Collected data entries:
[start]
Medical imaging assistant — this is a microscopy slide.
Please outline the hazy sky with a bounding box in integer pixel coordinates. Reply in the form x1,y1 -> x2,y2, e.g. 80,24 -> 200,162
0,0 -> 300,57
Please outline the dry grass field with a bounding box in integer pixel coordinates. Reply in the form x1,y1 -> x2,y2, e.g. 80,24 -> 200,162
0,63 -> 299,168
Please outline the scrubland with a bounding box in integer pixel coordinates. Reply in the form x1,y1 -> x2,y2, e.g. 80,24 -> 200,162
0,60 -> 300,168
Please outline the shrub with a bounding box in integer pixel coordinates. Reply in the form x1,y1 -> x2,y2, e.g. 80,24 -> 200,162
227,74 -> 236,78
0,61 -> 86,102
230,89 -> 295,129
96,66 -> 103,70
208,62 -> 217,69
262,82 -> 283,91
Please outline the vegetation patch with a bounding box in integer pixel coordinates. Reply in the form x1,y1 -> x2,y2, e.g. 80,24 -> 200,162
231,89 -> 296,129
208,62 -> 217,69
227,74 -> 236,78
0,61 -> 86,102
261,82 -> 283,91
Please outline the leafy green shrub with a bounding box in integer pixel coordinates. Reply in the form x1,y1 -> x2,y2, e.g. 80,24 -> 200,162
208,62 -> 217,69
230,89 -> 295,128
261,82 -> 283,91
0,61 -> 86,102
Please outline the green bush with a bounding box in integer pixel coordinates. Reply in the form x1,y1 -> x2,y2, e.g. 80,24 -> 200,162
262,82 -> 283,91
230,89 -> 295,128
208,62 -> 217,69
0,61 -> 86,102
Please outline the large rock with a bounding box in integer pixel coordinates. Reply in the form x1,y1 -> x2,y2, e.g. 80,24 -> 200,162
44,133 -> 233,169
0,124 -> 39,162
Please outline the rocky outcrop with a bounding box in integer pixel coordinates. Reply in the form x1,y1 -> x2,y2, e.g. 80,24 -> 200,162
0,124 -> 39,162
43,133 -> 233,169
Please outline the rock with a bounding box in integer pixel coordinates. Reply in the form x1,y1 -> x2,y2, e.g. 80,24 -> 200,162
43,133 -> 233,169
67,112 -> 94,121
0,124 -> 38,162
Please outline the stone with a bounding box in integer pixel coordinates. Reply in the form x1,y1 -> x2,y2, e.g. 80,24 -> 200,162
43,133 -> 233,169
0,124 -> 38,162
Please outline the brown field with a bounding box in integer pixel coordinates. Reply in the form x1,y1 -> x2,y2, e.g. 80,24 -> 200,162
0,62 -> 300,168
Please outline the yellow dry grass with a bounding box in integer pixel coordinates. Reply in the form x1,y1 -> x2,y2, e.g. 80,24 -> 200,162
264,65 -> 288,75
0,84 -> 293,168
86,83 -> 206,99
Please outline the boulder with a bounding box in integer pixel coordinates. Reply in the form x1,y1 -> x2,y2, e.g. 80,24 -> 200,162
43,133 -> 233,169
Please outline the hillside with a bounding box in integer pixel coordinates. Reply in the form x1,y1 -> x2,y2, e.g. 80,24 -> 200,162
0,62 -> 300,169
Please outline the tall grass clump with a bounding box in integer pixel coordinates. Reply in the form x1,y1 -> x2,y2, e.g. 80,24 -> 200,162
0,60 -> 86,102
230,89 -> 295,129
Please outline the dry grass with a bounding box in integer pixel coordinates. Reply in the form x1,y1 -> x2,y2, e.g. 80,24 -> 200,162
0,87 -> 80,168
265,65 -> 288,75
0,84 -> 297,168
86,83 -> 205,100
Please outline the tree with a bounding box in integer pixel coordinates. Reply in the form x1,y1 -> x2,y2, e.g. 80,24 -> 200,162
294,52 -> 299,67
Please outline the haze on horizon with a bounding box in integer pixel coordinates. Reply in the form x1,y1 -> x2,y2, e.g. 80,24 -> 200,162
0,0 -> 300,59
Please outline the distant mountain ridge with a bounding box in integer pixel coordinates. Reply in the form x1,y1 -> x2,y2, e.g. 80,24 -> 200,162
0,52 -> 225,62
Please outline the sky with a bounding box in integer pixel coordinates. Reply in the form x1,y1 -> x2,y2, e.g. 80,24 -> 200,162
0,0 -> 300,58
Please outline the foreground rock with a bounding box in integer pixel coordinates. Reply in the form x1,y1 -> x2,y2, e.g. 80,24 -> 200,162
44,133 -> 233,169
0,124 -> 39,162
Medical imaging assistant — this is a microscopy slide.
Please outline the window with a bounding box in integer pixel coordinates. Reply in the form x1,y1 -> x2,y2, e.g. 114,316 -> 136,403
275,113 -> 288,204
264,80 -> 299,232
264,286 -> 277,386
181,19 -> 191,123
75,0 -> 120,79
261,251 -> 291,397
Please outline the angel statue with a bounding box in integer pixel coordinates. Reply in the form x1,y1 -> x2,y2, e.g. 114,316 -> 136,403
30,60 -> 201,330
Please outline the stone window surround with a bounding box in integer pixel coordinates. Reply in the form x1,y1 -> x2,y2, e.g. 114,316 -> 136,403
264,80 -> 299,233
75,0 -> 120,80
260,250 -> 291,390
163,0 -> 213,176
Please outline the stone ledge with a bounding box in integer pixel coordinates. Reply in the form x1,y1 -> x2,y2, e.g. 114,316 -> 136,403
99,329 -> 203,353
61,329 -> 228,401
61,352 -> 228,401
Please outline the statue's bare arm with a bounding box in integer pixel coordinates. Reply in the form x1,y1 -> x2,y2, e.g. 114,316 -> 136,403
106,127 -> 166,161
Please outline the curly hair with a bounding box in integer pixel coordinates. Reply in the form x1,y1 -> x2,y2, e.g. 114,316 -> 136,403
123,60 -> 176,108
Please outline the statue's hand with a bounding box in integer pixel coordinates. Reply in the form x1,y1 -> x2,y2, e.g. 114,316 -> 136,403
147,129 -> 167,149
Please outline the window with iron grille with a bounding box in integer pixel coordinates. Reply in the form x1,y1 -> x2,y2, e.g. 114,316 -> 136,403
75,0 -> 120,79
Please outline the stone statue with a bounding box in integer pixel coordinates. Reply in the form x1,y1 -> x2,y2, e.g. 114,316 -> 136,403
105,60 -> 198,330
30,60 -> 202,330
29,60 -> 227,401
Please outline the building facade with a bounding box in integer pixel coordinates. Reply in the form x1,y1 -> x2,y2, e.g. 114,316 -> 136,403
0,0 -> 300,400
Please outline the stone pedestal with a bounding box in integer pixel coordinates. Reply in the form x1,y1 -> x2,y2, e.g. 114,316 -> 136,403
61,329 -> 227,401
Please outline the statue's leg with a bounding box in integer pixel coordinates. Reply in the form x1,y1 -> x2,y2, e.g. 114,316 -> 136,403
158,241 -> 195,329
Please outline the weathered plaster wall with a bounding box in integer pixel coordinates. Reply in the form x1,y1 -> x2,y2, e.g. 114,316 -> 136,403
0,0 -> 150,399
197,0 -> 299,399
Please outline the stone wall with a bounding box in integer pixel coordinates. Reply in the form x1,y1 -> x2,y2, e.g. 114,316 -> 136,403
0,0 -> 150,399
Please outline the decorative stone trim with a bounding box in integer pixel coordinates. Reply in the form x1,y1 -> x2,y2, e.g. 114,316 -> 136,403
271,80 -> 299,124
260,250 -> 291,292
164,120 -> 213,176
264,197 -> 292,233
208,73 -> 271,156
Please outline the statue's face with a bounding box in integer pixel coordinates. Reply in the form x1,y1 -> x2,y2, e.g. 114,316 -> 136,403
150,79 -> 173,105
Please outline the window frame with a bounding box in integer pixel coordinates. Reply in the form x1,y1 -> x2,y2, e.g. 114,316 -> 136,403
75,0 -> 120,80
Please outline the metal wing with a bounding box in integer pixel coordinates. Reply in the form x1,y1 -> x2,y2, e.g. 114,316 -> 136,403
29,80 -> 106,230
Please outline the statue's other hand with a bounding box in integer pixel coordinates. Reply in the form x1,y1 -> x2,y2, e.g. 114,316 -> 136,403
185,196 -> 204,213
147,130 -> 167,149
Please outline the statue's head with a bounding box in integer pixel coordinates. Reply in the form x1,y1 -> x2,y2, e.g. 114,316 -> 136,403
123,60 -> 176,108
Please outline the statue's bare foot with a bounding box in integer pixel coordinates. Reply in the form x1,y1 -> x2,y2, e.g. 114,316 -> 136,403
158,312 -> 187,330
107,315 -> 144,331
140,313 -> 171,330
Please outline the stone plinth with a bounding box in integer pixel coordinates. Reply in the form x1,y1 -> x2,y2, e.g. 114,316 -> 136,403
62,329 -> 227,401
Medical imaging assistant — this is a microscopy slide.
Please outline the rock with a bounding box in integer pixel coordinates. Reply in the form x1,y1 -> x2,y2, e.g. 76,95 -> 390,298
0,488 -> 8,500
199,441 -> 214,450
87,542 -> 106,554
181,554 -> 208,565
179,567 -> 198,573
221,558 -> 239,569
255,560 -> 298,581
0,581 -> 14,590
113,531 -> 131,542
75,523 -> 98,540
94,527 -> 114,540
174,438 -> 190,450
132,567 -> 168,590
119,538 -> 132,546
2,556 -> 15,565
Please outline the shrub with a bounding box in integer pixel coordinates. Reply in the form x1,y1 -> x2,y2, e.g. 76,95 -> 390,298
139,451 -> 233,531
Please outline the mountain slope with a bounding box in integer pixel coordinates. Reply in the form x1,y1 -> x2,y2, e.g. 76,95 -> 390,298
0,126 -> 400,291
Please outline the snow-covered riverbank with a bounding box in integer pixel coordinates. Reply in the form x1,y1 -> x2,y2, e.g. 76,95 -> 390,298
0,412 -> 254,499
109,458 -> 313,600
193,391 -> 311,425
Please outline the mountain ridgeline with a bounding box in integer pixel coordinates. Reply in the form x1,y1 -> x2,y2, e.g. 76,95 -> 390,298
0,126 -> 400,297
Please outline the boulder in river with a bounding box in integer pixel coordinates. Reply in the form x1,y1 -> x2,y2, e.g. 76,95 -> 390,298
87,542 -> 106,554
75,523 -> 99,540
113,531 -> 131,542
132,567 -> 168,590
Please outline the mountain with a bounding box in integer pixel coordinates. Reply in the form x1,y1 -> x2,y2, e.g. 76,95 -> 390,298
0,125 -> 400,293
[end]
■ **YOUR TASK**: Reproduce the data starting at its beginning and ending at the line that contains "0,63 -> 299,168", renaming "outline" to "mark" wherever it occurs and keeping everything else the same.

■ **COMPLETE RESPONSE**:
Medical imaging assistant — this is a microscopy slide.
Please mark the hazy sky with a bounding box in integer pixel coordinates. Reply in the form x1,y1 -> x2,y2, e.g. 80,24 -> 200,162
0,0 -> 300,57
Please mark the dry grass field with a bounding box in integer pixel coordinates. Reply in the form x1,y1 -> x2,y2, e.g. 80,24 -> 200,162
0,63 -> 299,168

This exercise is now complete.